• **About this exercise**:
All entries below must be given again word for word.

Dataset Block Start

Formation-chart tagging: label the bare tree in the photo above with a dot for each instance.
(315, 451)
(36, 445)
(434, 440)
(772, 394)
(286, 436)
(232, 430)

Dataset Block End

• **Exercise output**:
Formation-chart tagging: label the bare tree in the photo above with a dot for each instance.
(315, 451)
(36, 445)
(434, 440)
(772, 394)
(286, 436)
(232, 430)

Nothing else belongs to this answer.